═══ INPUT FOR THIS TASK ═══
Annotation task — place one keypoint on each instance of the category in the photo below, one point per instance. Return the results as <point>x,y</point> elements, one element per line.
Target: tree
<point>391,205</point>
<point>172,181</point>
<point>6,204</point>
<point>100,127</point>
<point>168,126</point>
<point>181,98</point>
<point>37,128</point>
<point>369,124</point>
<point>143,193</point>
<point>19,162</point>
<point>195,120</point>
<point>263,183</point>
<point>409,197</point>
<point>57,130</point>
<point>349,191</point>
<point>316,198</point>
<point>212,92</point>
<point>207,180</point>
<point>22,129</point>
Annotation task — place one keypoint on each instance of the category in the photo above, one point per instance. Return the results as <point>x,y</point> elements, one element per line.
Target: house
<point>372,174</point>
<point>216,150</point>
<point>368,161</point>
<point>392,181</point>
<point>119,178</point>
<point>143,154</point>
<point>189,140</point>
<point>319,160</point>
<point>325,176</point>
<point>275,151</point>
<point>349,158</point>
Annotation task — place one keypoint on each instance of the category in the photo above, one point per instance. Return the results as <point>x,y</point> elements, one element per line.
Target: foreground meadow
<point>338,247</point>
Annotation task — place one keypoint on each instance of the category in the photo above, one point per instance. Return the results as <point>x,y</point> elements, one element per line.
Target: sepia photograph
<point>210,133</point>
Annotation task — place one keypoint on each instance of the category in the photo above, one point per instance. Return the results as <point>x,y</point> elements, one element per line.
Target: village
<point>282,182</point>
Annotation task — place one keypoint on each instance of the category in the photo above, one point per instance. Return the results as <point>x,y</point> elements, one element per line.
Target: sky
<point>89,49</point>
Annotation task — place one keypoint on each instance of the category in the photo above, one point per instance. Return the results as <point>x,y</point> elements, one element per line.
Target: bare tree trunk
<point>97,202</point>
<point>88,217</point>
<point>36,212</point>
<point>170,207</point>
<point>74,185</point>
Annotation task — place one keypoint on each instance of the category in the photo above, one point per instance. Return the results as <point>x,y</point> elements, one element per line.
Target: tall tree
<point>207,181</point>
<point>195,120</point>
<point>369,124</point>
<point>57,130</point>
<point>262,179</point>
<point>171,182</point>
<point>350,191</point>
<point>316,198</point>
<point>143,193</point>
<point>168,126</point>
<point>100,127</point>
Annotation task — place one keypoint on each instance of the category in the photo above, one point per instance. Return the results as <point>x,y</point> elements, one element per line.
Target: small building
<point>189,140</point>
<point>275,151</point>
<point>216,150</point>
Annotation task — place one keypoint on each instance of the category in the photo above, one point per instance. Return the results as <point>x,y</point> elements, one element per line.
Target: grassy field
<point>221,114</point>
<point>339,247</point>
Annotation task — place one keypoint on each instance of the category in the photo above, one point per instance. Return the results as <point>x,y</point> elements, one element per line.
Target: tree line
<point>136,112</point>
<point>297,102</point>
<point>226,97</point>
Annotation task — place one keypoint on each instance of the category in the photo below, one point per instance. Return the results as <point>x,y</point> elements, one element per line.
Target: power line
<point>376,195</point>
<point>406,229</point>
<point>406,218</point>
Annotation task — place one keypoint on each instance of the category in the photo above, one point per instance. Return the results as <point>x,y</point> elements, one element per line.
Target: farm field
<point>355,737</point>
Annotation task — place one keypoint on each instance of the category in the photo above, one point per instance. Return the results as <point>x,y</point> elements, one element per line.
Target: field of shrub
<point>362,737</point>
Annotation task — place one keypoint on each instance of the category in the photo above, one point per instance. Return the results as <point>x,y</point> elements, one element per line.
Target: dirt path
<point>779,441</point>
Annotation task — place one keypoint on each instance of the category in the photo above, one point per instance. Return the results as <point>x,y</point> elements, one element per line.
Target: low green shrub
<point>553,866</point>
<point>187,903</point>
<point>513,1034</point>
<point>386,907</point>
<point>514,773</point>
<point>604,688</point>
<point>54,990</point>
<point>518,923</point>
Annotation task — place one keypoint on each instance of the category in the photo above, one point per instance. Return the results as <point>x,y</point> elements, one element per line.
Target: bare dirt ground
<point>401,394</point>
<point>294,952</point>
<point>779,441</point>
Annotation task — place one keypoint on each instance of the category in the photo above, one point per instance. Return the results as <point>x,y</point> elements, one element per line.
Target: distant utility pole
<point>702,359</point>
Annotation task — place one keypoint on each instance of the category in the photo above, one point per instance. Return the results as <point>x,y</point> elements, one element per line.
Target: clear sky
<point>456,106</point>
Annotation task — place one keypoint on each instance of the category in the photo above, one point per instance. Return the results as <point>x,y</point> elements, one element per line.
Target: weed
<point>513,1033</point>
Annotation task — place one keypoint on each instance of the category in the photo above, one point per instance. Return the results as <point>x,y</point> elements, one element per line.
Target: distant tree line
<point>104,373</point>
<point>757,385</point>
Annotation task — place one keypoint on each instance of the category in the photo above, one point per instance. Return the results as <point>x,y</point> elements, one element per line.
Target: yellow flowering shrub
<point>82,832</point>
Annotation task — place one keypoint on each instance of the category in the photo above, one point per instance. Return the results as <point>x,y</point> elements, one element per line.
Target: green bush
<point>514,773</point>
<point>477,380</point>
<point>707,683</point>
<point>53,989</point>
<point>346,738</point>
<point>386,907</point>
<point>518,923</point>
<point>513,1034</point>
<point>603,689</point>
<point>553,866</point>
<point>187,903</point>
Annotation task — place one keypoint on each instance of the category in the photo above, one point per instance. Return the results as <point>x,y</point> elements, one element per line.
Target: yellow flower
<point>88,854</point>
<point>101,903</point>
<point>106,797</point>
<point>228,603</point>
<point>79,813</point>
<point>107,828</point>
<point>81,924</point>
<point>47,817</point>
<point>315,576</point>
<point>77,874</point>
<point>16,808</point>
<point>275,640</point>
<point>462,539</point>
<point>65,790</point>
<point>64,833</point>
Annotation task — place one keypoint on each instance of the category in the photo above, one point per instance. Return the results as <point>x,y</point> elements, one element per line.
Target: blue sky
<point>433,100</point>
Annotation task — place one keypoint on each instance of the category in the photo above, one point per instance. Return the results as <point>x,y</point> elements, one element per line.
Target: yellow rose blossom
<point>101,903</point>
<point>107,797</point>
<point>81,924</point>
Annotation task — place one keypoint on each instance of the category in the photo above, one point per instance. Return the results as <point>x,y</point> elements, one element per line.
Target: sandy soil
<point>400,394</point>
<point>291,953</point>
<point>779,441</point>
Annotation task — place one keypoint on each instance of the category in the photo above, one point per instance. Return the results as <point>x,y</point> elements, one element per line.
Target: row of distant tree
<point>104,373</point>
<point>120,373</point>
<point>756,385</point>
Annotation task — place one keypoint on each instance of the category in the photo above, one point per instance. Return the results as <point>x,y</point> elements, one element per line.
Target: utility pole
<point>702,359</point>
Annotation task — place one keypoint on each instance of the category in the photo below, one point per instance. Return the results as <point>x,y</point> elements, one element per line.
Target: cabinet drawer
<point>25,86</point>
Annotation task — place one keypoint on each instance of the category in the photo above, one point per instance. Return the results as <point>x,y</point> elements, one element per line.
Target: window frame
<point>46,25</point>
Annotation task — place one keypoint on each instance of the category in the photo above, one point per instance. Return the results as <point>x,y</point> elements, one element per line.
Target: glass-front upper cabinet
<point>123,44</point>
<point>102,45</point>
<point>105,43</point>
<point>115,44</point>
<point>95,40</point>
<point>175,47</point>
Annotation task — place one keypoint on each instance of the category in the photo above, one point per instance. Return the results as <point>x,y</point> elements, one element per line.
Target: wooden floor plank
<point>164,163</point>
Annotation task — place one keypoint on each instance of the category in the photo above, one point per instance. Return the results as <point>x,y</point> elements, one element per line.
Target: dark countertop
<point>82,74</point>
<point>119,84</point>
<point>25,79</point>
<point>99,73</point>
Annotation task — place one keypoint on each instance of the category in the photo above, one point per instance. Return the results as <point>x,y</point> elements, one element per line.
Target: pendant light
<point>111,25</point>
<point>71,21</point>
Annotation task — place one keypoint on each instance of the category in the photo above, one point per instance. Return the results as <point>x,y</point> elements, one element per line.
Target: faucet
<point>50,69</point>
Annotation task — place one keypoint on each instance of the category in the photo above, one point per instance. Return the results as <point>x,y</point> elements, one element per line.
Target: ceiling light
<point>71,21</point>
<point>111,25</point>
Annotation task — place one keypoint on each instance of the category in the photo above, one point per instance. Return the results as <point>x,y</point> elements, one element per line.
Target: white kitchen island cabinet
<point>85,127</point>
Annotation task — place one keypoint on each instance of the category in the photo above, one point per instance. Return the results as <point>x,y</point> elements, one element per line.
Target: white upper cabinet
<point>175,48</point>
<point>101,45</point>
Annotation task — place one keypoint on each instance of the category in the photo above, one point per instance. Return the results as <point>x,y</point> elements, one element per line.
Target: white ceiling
═══
◆ **PROBLEM TO SOLVE**
Everything from the line containing "Target: white upper cabinet" to the end of the listing above must be returned exactly. Both end lines belong in it.

◆ **RESPONSE TO THIS EXERCISE**
Target: white upper cabinet
<point>175,48</point>
<point>101,45</point>
Annotation task — place one keypoint on each instance of the category in the photo above, one point per instance. Return the results as <point>x,y</point> elements, one element per line.
Target: white ceiling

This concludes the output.